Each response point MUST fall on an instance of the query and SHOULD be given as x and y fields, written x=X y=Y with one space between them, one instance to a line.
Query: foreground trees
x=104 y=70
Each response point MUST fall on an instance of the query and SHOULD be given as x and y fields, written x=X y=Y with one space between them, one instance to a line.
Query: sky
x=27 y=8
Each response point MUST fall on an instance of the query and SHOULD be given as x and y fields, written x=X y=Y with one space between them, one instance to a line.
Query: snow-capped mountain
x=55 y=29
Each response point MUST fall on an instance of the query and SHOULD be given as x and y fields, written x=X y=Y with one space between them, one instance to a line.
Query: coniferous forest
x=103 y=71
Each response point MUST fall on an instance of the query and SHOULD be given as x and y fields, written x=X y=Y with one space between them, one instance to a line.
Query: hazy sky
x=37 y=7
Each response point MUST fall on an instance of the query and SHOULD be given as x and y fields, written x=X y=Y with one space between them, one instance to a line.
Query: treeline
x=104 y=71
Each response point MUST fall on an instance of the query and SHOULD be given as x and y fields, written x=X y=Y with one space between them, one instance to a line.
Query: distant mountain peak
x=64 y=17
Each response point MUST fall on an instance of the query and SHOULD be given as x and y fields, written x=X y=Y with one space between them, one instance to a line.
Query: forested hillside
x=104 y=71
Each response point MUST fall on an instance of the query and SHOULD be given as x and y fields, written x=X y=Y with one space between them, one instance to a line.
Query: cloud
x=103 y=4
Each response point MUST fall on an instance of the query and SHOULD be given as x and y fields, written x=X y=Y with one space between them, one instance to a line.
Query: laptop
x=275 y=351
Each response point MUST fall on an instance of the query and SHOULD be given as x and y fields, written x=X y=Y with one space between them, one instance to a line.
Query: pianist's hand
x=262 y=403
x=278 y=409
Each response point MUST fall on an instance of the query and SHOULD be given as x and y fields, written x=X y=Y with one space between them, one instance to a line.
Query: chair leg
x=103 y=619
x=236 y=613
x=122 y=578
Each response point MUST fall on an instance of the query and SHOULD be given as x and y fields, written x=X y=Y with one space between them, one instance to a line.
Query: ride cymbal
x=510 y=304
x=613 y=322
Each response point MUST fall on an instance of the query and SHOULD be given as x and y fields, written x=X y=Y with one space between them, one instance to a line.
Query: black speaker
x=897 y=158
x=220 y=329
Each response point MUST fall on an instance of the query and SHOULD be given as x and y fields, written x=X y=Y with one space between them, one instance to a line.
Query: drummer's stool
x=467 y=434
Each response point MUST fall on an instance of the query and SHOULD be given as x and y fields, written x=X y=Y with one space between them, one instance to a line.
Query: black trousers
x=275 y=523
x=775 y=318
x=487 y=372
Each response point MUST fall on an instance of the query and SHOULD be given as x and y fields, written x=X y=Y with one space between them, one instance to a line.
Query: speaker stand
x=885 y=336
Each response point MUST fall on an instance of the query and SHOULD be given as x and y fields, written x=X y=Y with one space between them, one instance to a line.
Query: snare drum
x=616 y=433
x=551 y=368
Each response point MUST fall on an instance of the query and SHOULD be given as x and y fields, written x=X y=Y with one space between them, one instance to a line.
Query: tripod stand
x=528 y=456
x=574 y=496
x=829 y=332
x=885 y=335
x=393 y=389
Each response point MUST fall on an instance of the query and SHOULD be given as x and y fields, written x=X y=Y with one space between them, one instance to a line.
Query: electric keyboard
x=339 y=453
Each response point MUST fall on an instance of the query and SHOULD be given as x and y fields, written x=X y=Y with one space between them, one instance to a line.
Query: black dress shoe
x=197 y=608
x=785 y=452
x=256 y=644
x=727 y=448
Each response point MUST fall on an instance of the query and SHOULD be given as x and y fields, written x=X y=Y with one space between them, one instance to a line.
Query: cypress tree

********************

Output the data above exactly, please, line for line.

### ANSWER TO THIS TASK
Each response point MUST fall on an instance of the query and SHOULD be given as x and y fields, written x=X y=Y with one space between them, one instance to a line.
Query: foreground trees
x=104 y=70
Each response point MUST fall on an instance of the query and SHOULD be given as x and y fields, written x=X y=Y with one space between them, one instance to a line.
Query: sky
x=27 y=8
Each response point MUST fall on an instance of the query and SHOULD be given as x and y fields, written x=X y=Y with one space between them, one instance to a line.
Query: snow-capped mountain
x=55 y=29
Each response point MUST fall on an instance of the query and SHOULD be given as x and y fields, written x=X y=Y with one space between them, one instance to a line.
Query: coniferous forest
x=103 y=71
Each response point MUST fall on an instance of the query and SHOULD be given as x and y fields, written x=X y=Y with one space between them, one instance to a line.
Query: hazy sky
x=37 y=7
Each response point MUST fall on an instance of the query and SHOULD be given as x and y fields, written x=X y=Y with one space between them, one instance to a line.
Query: treeline
x=104 y=71
Each response point MUST fall on an instance of the query and SHOULD be given as x and y fields, written x=X y=Y with one space between them, one instance to a line.
Query: distant mountain peak
x=64 y=17
Each response point MUST fall on an instance of the query and SHOULD be given as x and y fields, written x=X y=Y with one space between them, one instance to a line.
Query: forested hillside
x=104 y=71
Each response point MUST fall on an instance of the query and SHOULD be given as x and y fields, written x=X y=Y with one space between them, one instance to a line.
Query: cloud
x=103 y=4
Each response point MUST fall on an instance of the query and SHOULD be given as x and y fields, written x=X y=Y with one space between them, one instance to a line.
Query: laptop
x=275 y=351
Each response point MUST fall on an instance of the query and SHOULD be given as x and y fields, written x=X y=Y with one space between them, one instance to a line.
Query: pianist's hand
x=262 y=403
x=278 y=409
Each response point MUST fall on an instance of the query and SHOULD be given as x and y fields, written x=X y=Y with one space between them, one instance to a line.
Query: chair leg
x=103 y=619
x=236 y=613
x=122 y=578
Each response point MUST fall on an instance of the query and SHOULD be given as x and y fields, written x=X y=Y with one space between them, one instance to a line.
Query: ride cymbal
x=510 y=304
x=613 y=322
Each response point MUST fall on an instance of the query and SHOULD be given as x and y fields, written x=X y=Y with one space between them, one instance to a line.
Query: black speaker
x=897 y=158
x=220 y=329
Each response point MUST fall on an instance of the query and SHOULD be given as x and y fields, written x=X y=Y with one space between them, one instance to a line.
Query: drummer's stool
x=467 y=434
Each response point MUST fall on an instance of the query and SHOULD be given as x and y fields, written x=X y=Y with one space between them, one instance to a line.
Query: black trousers
x=275 y=523
x=775 y=318
x=487 y=372
Each response point MUST fall on an instance of the query and SHOULD be given as x and y fields, written x=X y=Y with one space between them, one instance to a line.
Query: speaker stand
x=885 y=336
Each response point MUST fall on an instance of the query and SHOULD be given as x and y fields, written x=X y=Y with one space between them, one instance to a line.
Query: snare drum
x=616 y=433
x=551 y=368
Each response point MUST fall on an instance of the query and SHOULD be given as x and y fields, written x=X y=Y with one space between them, one instance to a line.
Query: tripod stand
x=528 y=456
x=574 y=496
x=829 y=332
x=885 y=335
x=393 y=389
Each response point MUST fall on an instance of the query and SHOULD be given as x and y fields, written x=X y=Y with one space between them, one instance to a line.
Query: electric keyboard
x=339 y=453
Each response point MUST fall on an instance of the query and SHOULD be given as x and y fields, written x=X y=Y with one space between them, one instance to a line.
Query: black dress shoe
x=197 y=608
x=785 y=452
x=256 y=644
x=727 y=448
Each response point MUST fall on an instance of the query and SHOULD be given as x and y fields, written x=X y=Y with one space between them, one instance to a line.
Query: cypress tree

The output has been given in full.